— START Dataset content —

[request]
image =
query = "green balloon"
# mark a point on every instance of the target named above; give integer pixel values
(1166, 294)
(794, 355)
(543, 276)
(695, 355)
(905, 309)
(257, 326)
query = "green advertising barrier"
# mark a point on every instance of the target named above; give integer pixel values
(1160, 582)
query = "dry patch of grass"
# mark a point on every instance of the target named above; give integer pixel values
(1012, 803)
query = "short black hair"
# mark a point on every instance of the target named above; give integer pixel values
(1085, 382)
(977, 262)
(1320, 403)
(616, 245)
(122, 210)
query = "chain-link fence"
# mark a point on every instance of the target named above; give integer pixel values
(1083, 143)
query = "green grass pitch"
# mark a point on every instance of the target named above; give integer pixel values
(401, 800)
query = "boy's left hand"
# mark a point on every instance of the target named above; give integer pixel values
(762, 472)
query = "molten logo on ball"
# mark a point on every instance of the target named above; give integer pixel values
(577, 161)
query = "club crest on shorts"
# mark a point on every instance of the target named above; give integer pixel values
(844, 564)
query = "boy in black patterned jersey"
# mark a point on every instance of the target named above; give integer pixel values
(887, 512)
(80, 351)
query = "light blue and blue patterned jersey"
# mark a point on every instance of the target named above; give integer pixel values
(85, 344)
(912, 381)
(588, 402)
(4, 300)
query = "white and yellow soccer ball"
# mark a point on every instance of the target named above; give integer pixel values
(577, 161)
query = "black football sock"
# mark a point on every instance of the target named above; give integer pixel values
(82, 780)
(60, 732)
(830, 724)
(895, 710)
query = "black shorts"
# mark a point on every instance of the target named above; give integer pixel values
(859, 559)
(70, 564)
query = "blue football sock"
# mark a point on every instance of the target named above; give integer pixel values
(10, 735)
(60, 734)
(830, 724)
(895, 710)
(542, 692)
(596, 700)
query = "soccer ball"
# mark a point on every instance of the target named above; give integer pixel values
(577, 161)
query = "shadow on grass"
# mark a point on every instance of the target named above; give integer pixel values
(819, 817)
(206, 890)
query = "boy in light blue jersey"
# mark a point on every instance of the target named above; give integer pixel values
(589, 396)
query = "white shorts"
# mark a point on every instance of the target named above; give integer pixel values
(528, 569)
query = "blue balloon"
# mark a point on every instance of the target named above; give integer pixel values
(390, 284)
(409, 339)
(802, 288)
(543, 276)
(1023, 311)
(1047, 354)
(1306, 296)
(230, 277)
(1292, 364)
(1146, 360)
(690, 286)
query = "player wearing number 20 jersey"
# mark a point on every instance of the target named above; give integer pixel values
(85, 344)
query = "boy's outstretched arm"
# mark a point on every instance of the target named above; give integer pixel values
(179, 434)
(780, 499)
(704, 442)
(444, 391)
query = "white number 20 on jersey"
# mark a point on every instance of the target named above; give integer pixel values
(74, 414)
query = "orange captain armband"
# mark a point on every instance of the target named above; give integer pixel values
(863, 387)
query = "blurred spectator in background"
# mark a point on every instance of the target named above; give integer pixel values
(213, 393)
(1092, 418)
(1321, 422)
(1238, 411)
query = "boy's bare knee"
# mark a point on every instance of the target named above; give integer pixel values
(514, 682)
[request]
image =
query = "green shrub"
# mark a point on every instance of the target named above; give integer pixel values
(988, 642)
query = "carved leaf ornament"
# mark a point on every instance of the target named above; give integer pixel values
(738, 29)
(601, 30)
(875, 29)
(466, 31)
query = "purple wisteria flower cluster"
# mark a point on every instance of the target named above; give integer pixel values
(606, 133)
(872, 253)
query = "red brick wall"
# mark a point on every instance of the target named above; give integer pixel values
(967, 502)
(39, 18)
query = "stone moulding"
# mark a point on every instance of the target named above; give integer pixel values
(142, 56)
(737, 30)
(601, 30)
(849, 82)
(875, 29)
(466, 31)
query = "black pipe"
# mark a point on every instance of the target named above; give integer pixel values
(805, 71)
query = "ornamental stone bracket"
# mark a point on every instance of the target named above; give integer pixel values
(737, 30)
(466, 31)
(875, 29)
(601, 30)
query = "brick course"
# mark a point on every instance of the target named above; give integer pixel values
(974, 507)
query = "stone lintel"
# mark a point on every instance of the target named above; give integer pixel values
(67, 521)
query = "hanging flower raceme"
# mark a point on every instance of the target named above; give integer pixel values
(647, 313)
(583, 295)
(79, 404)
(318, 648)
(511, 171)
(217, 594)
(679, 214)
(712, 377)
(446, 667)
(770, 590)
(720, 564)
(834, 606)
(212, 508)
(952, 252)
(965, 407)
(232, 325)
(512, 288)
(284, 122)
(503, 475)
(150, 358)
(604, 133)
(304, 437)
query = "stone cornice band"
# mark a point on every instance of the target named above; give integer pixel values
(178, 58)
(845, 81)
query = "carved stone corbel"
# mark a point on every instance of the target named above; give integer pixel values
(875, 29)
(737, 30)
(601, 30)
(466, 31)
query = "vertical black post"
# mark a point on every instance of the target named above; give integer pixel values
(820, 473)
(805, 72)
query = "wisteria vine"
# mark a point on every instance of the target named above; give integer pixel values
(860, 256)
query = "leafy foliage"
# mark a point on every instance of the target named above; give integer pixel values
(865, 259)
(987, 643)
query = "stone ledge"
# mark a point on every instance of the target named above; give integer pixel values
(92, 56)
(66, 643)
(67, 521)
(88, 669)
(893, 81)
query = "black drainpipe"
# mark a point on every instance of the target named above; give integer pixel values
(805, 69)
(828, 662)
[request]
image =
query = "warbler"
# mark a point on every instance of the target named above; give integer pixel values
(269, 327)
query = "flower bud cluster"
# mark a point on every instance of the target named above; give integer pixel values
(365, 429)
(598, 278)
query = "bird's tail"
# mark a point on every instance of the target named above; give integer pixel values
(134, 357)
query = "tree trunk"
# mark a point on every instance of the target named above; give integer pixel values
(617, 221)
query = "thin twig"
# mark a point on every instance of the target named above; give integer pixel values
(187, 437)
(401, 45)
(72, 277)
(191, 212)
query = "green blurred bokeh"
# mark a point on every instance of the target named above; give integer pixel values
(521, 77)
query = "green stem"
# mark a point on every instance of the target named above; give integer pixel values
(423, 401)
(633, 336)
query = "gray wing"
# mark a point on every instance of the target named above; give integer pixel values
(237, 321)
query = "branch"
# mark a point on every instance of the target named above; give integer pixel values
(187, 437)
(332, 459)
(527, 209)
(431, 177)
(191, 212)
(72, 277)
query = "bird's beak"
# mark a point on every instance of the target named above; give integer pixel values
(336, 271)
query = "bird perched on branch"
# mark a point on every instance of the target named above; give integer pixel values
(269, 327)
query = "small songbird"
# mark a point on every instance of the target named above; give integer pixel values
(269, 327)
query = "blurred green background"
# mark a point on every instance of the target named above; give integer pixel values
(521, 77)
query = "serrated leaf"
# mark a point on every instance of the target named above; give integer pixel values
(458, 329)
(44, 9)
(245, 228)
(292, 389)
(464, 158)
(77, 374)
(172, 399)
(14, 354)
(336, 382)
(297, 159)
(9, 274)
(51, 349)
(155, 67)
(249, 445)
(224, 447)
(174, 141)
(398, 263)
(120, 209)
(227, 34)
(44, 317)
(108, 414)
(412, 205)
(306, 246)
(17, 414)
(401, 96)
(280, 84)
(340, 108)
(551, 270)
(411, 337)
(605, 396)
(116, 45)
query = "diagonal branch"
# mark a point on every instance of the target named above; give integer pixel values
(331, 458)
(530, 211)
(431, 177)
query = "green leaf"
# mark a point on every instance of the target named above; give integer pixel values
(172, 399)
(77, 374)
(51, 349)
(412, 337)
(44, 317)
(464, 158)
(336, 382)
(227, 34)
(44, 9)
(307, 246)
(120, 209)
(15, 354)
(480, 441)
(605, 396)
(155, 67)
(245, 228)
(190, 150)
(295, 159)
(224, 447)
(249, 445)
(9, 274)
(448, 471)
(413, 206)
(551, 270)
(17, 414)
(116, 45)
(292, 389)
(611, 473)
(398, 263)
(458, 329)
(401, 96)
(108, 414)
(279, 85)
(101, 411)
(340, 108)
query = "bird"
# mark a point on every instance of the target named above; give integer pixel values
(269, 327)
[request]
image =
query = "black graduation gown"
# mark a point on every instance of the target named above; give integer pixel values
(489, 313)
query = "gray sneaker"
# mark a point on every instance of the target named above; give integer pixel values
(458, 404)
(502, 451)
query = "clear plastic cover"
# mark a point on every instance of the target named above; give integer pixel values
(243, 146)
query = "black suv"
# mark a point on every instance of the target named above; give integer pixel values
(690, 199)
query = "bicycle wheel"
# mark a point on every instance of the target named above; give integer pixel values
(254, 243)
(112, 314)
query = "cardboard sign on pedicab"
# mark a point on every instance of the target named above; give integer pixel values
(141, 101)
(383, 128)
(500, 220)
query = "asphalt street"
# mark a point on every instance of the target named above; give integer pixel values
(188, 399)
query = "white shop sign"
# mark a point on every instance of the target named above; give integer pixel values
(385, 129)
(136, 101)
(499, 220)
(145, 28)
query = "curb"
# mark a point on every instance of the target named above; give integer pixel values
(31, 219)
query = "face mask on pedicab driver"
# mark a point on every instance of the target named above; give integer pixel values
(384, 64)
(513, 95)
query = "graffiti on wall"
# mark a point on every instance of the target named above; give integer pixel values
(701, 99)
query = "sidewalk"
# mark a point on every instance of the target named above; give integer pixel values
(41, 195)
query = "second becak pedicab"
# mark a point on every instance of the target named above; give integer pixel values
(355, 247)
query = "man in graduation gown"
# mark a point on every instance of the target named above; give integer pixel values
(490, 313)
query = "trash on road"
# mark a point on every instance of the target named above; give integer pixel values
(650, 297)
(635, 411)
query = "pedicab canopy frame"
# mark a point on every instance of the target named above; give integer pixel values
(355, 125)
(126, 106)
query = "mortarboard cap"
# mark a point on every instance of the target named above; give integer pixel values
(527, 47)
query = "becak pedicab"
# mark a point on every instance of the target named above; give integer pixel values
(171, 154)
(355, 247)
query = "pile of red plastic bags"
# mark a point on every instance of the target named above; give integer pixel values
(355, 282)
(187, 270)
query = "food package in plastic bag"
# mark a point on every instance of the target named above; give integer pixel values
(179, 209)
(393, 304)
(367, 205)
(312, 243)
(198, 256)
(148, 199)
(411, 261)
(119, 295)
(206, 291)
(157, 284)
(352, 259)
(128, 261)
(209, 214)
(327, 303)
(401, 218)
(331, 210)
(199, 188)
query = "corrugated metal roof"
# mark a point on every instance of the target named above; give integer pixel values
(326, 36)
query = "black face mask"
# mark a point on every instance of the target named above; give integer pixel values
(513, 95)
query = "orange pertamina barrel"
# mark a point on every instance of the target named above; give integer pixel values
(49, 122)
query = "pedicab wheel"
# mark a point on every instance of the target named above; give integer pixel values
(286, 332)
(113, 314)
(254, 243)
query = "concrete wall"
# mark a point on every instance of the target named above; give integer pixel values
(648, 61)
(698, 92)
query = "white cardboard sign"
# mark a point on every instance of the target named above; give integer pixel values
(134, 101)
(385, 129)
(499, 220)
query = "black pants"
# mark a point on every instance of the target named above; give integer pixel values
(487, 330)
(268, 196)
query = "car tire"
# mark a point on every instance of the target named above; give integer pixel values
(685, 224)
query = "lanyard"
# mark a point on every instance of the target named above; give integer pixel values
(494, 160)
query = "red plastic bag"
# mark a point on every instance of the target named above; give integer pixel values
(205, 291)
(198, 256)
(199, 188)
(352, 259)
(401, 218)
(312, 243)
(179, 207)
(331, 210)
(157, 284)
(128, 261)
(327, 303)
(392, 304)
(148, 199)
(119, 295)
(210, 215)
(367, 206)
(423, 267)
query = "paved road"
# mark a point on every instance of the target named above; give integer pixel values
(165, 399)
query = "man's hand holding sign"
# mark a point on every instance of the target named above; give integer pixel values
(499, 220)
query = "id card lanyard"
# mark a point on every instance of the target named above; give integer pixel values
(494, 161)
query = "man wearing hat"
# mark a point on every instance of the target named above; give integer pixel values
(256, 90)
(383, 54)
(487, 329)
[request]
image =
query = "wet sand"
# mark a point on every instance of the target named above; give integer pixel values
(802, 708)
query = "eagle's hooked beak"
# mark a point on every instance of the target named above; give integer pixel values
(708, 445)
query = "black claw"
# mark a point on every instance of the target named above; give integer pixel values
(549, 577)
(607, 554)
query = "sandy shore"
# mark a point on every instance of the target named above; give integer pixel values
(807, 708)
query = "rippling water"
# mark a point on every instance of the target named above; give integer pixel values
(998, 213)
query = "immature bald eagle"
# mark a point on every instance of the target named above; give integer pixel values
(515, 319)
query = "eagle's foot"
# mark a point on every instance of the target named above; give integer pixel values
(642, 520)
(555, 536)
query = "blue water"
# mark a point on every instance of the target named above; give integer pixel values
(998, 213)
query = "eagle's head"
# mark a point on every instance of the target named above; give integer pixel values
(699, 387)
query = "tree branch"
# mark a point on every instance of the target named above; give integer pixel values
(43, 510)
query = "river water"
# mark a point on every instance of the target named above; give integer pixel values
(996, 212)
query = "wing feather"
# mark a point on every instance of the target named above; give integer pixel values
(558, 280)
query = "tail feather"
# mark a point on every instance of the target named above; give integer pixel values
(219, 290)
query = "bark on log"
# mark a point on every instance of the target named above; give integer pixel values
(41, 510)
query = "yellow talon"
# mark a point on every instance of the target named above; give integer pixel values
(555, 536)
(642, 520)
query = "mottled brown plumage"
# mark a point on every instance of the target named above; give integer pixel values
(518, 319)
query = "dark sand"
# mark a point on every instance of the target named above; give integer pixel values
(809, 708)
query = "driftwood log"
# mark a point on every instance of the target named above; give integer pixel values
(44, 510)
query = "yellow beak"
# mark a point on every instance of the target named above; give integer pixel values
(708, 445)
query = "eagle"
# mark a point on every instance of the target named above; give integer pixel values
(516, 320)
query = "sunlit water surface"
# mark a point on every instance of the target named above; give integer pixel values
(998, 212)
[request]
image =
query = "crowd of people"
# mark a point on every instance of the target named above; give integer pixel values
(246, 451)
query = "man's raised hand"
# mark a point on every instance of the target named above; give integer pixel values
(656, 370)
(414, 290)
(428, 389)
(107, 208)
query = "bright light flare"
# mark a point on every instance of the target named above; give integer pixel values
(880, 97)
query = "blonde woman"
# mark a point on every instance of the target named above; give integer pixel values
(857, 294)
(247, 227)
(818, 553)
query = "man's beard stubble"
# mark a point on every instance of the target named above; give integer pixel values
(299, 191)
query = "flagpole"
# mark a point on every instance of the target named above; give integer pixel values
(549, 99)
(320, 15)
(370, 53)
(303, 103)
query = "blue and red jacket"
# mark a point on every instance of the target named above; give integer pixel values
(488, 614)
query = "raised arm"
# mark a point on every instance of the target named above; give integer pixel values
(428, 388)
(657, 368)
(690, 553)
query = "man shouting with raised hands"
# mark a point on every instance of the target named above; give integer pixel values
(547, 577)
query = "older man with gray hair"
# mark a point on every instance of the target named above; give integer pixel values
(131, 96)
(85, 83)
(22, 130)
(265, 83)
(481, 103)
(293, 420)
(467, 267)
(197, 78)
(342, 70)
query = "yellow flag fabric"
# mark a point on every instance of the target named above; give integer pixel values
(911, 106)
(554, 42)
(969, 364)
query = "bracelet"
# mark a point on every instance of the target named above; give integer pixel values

— END Dataset content —

* Do this *
Using the material above, reproduce exactly the line that contains "shouting with raised" and all lines after it through the last one, and only those.

* Solution to this problem *
query = "man shouting with raised hands"
# mark a point on every instance of the target named above; give integer pixel values
(547, 577)
query = "older man with gray hair"
# mark a point on every instance of the target named above; give integer pixel values
(131, 96)
(85, 83)
(22, 130)
(265, 83)
(481, 103)
(293, 420)
(467, 267)
(197, 78)
(342, 70)
query = "yellow flag fabric"
# mark a point on every instance of the target named above; give integer pixel values
(911, 106)
(554, 42)
(969, 364)
query = "bracelet"
# mark a point on every instance of the target named above; give integer pixel values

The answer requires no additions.